INFORMATION SUPPLIED:

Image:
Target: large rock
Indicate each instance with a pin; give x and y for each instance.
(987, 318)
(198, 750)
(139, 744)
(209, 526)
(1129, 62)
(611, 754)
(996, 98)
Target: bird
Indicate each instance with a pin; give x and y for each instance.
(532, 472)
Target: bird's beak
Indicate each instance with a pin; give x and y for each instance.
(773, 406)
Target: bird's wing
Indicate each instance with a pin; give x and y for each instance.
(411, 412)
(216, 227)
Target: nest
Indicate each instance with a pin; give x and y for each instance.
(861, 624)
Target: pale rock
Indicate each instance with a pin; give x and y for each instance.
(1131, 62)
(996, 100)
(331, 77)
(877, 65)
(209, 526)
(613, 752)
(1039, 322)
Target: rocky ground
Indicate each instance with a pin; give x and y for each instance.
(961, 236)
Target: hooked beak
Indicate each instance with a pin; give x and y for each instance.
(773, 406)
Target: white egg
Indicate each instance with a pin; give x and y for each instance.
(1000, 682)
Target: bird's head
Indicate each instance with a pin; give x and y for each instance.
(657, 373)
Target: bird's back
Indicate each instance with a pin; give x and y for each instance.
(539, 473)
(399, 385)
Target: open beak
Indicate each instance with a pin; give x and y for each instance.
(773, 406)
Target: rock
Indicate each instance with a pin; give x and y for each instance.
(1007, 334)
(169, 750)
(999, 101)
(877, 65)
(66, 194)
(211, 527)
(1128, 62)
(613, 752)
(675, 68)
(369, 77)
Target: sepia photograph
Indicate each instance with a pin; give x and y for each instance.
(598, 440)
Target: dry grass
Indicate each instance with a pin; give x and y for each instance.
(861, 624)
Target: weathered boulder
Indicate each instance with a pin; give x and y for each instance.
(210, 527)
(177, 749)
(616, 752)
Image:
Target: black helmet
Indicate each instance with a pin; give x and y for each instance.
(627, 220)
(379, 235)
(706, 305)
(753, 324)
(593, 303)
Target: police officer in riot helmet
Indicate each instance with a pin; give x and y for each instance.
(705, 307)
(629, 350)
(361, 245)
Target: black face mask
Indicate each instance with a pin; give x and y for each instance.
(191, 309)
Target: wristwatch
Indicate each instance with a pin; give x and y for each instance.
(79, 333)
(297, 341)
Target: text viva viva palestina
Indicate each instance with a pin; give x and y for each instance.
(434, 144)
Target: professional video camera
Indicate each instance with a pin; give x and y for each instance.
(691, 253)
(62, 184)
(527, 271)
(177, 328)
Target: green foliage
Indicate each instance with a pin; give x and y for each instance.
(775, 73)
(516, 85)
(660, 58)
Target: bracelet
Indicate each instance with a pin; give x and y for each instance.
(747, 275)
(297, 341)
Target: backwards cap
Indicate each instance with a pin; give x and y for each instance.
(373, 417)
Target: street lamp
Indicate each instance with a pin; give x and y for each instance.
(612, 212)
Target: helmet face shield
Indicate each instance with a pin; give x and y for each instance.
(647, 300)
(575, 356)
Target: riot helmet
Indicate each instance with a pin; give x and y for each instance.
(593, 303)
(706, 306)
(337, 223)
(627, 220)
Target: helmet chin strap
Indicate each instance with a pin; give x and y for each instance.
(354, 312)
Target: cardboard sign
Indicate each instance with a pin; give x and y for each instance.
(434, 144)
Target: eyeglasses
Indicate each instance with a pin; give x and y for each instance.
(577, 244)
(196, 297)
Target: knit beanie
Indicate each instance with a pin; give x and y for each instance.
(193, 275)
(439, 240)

TASK BRIEF:
Where a line of the entries above holds the word "face", return that line.

PROBLEM SOLUTION:
Target: black face mask
Target: helmet face shield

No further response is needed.